▶ TASK STATEMENT
Copy every line of the records below word for word, without the pictures.

▶ EXCERPTED RECORDS
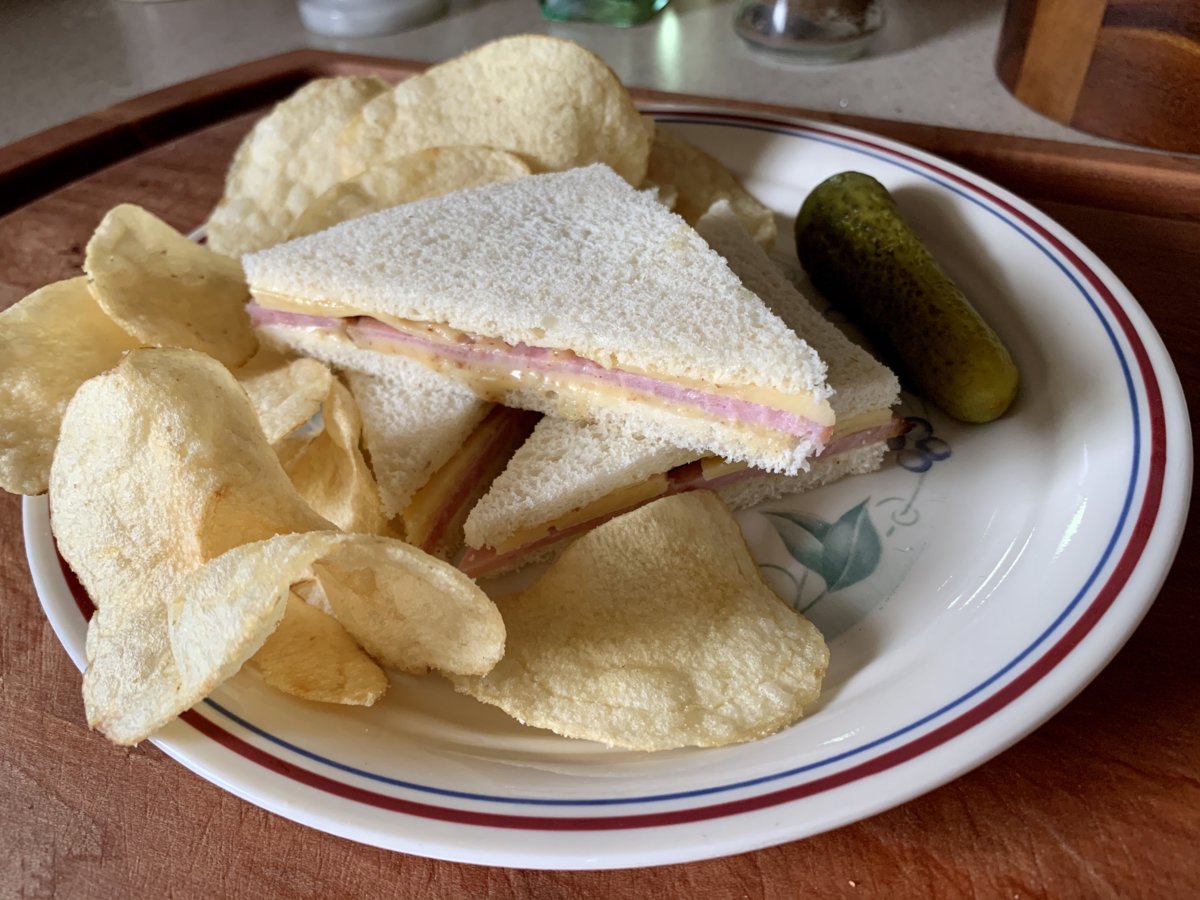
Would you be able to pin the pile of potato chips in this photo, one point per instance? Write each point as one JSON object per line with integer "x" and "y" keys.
{"x": 214, "y": 498}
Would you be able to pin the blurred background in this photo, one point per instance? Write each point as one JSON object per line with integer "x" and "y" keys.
{"x": 934, "y": 61}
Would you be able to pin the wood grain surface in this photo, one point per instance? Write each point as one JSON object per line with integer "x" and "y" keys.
{"x": 1101, "y": 802}
{"x": 1127, "y": 70}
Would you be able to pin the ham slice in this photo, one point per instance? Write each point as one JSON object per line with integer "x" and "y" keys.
{"x": 469, "y": 352}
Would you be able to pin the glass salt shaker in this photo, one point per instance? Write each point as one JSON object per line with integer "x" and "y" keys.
{"x": 810, "y": 30}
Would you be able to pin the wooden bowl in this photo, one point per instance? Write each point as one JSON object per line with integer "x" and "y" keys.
{"x": 1127, "y": 70}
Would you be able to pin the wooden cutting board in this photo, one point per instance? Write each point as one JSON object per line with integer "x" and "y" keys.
{"x": 1103, "y": 801}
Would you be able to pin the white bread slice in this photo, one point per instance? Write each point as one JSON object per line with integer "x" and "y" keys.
{"x": 413, "y": 419}
{"x": 575, "y": 261}
{"x": 565, "y": 466}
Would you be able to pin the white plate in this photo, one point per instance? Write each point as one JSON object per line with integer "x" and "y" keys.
{"x": 1014, "y": 559}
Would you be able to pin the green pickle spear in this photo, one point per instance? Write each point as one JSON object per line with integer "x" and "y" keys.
{"x": 863, "y": 256}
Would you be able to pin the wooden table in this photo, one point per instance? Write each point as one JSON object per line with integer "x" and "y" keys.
{"x": 1103, "y": 801}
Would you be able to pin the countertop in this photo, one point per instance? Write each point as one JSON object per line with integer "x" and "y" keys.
{"x": 933, "y": 64}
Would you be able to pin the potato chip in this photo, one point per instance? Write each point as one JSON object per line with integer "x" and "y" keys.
{"x": 161, "y": 466}
{"x": 415, "y": 177}
{"x": 700, "y": 180}
{"x": 287, "y": 160}
{"x": 655, "y": 631}
{"x": 550, "y": 101}
{"x": 313, "y": 658}
{"x": 51, "y": 342}
{"x": 330, "y": 472}
{"x": 167, "y": 291}
{"x": 179, "y": 521}
{"x": 427, "y": 616}
{"x": 286, "y": 393}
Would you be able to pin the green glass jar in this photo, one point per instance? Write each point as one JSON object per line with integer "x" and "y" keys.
{"x": 606, "y": 12}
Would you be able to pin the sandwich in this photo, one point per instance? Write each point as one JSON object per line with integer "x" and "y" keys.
{"x": 432, "y": 444}
{"x": 569, "y": 477}
{"x": 570, "y": 294}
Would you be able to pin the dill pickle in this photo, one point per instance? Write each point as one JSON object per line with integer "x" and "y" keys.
{"x": 867, "y": 261}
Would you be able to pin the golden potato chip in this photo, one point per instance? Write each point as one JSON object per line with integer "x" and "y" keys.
{"x": 147, "y": 664}
{"x": 286, "y": 393}
{"x": 550, "y": 101}
{"x": 330, "y": 472}
{"x": 167, "y": 291}
{"x": 221, "y": 613}
{"x": 287, "y": 160}
{"x": 313, "y": 658}
{"x": 179, "y": 521}
{"x": 655, "y": 631}
{"x": 161, "y": 466}
{"x": 51, "y": 342}
{"x": 415, "y": 177}
{"x": 426, "y": 616}
{"x": 700, "y": 180}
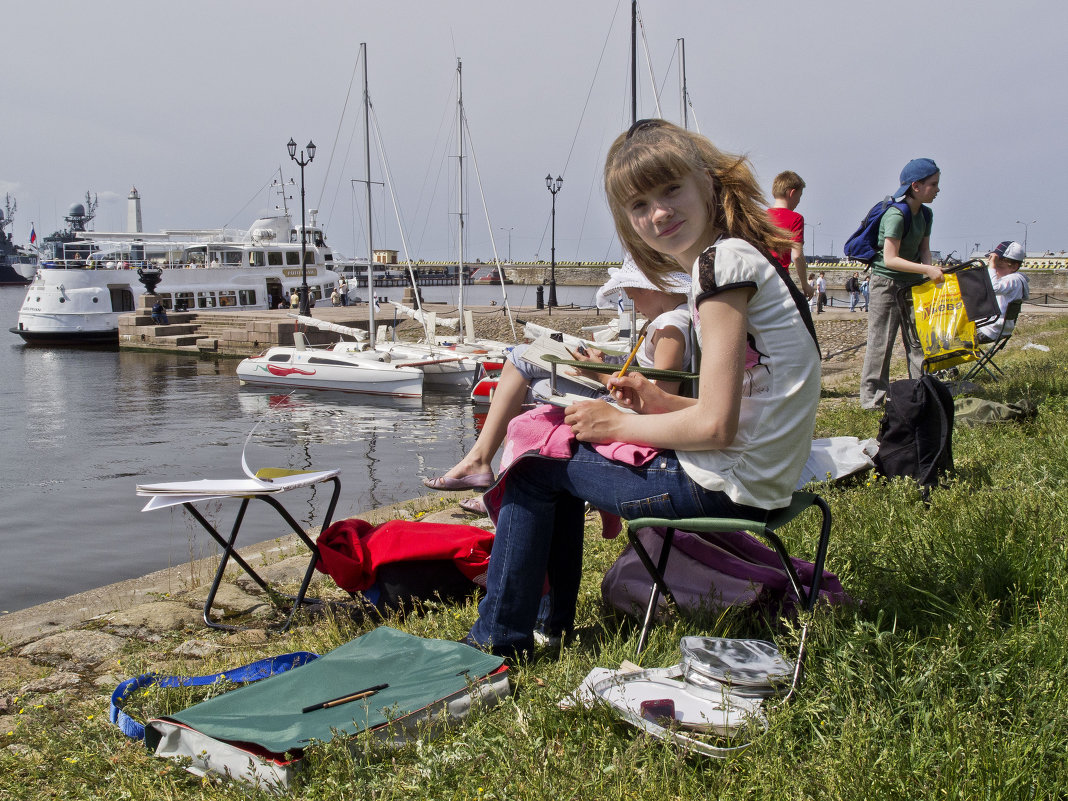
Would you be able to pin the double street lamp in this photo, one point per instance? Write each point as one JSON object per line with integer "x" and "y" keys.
{"x": 302, "y": 162}
{"x": 509, "y": 240}
{"x": 553, "y": 187}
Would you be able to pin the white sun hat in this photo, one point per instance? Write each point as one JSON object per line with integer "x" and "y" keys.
{"x": 629, "y": 277}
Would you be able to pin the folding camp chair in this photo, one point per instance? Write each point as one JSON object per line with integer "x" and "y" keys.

▶ OUTPUT BELOW
Would you be able to pin the pile of potato chips in this photo, one point per instance? Write each point as one JSON object per line with integer "x" and "y" keys.
{"x": 214, "y": 498}
Would you be able to pin the blurred background in this photo, one point per instance? Write each point as one JSON object per line with integer "x" and "y" keys.
{"x": 934, "y": 61}
Would you be able to pin the wood grain surface in this photo, one point per instance? Write each point as one JSON object per line with integer "x" and "y" keys.
{"x": 1101, "y": 802}
{"x": 1127, "y": 70}
Would you be able to pin the ham slice in this photo, one point per instance? Write each point as one JSON object per line with integer "x" and "y" keys.
{"x": 469, "y": 352}
Would you be able to pin the glass salt shaker in this photo, one point per instance? Write each point as one JSON object per line with integer "x" and "y" keys.
{"x": 810, "y": 30}
Would you be able to pin the wooden bowl in this photo, one point per instance? Write each point as one JSON object per line with integer "x" and "y" keys.
{"x": 1127, "y": 70}
Would you be able to pin the wooden cutting board in this photo, one point per instance? Write each point as one JSON object per line with integer "x" and "y" keys.
{"x": 1103, "y": 801}
Would you be able to pin the white bread slice in this photo, one point per instance? Write each point as one JSON object per line with integer "x" and "y" keys.
{"x": 413, "y": 419}
{"x": 575, "y": 261}
{"x": 565, "y": 466}
Would you be able to pin the white plate in this photo, one point per instance? Write each point as one JSON object per line with integer "x" and "y" keys.
{"x": 1014, "y": 559}
Would you be able to pin the green pickle spear in this photo, one point per instance? Write each point as one JSON object per line with integer "x" and "y" keys.
{"x": 863, "y": 256}
Would you be able to pin the wooden table in this photo, one point per instance? Write each point as one JSON object per line with integer "x" and "y" keys.
{"x": 1103, "y": 801}
Would you be able to pin the countertop in this photo, one point per instance? Write each point as one JSON object per line with integer "x" and "y" keys.
{"x": 933, "y": 64}
Would you be able to pin the potato chip in this photo, one point per instance? Write each point as one JSON object per line with integer "x" and "y" keys.
{"x": 161, "y": 466}
{"x": 415, "y": 177}
{"x": 700, "y": 180}
{"x": 287, "y": 160}
{"x": 655, "y": 631}
{"x": 550, "y": 101}
{"x": 313, "y": 658}
{"x": 51, "y": 342}
{"x": 330, "y": 472}
{"x": 167, "y": 291}
{"x": 179, "y": 521}
{"x": 427, "y": 616}
{"x": 286, "y": 393}
Would you be able to pin the green glass jar in this photo, one point per instance? Write each point as one JSON object per line with integer "x" and "y" keys.
{"x": 606, "y": 12}
Would you be able to pin the sandwich in this photo, one point per instance? Write each point as one JSON object per line with integer "x" and "y" keys.
{"x": 432, "y": 444}
{"x": 569, "y": 477}
{"x": 570, "y": 294}
Would you be able to pin the dill pickle in this photo, one point per instance? Write each point as one JSON object per line with integer "x" and "y" keys.
{"x": 867, "y": 261}
Would you be able to pin the golden potato chip in this photo, one point per instance? Write each point as one JSON object per line with integer "x" and "y" keys.
{"x": 147, "y": 664}
{"x": 286, "y": 393}
{"x": 550, "y": 101}
{"x": 330, "y": 472}
{"x": 167, "y": 291}
{"x": 221, "y": 613}
{"x": 287, "y": 160}
{"x": 313, "y": 658}
{"x": 179, "y": 521}
{"x": 655, "y": 631}
{"x": 161, "y": 466}
{"x": 51, "y": 342}
{"x": 415, "y": 177}
{"x": 426, "y": 616}
{"x": 700, "y": 180}
Would you be able to pin the double street lamp in this photo, one point per instance? Write each point as one JSON object per line with integer "x" and "y" keys.
{"x": 302, "y": 162}
{"x": 509, "y": 240}
{"x": 553, "y": 187}
Would you be able to pin the white sun hat in this photo, one point per instance? Write each point as one JSON object per line with integer "x" and "y" keys.
{"x": 629, "y": 277}
Would you be able to pin the folding camp chair in this photo, one point per instance? Write each point as one JSON object per line with integer "x" and "y" keys.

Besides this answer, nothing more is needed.